» Requirements:
Copy every record below exactly.

(Rows from a pointing dataset)
▬▬▬▬▬▬
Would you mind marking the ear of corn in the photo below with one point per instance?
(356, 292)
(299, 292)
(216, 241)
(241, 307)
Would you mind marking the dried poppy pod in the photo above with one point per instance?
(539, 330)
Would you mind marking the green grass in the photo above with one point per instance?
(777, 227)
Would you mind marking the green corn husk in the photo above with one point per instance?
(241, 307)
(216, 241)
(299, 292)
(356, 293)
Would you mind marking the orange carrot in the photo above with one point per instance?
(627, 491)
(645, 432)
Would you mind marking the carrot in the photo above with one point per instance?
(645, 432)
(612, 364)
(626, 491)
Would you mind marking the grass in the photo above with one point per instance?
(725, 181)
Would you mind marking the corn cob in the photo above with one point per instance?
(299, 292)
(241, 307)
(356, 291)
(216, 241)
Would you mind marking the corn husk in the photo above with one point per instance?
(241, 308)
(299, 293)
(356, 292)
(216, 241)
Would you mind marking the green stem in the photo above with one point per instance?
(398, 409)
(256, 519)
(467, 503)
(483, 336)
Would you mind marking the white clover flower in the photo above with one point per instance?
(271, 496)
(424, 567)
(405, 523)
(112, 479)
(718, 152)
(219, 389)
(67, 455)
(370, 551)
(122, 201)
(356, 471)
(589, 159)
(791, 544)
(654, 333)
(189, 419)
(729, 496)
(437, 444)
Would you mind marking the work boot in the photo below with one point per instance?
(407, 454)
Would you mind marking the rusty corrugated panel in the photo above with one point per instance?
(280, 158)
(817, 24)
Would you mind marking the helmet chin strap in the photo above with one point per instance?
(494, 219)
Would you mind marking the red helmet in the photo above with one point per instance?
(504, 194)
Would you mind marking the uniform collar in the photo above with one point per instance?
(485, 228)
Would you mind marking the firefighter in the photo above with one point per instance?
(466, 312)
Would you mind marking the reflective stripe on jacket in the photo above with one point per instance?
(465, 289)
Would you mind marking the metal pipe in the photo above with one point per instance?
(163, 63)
▬▬▬▬▬▬
» In response:
Would you mind marking the ear of corn in the photo below with one point per instance?
(356, 292)
(299, 292)
(216, 241)
(241, 307)
Would you mind marking the dried poppy pod in the photo above with one point per instance?
(539, 330)
Would you mind marking the green grass in the photo above with one point per instance?
(777, 227)
Would you mind marking the green corn husk in the photo above with one point per instance?
(241, 307)
(216, 241)
(299, 292)
(356, 293)
Would you mind marking the orange carrot in the photo above with one point per instance?
(627, 491)
(645, 432)
Would you mind marking the carrot in the photo above with one point per instance?
(645, 432)
(612, 364)
(626, 491)
Would you mind marking the grass in the photo above with one point per instance?
(725, 181)
Would you mind marking the corn cob in the photo above with one point per instance?
(299, 292)
(241, 307)
(356, 291)
(216, 241)
Would you mind marking the corn husk in the photo above with one point per instance?
(241, 308)
(299, 293)
(356, 292)
(216, 241)
Would you mind marking the green stem in the photo above with one point per instance?
(398, 409)
(256, 519)
(467, 503)
(483, 336)
Would you mind marking the white clover flower in the photo above with one point per instance?
(271, 496)
(424, 567)
(405, 523)
(112, 479)
(718, 152)
(219, 389)
(67, 455)
(370, 551)
(122, 201)
(356, 471)
(589, 159)
(791, 544)
(654, 333)
(189, 419)
(729, 496)
(437, 444)
Would you mind marking the work boot in the photo below with one point per instance?
(407, 454)
Would you mind marking the rusty corrugated panel in the photo above with one point per instance?
(280, 158)
(817, 24)
Would you mind marking the helmet chin strap in the photo above with one point per instance?
(494, 219)
Would you mind marking the red helmet in the photo above with one point per instance?
(504, 194)
Would you mind marking the uniform collar in the photo above with one point per instance?
(485, 228)
Would you mind marking the firefighter in the photo above with one point per instance?
(466, 312)
Would you mind marking the reflective stripe on jacket in the photo above with one point per instance?
(465, 289)
Would you mind marking the metal pipe in the photo above with one point per instance?
(163, 63)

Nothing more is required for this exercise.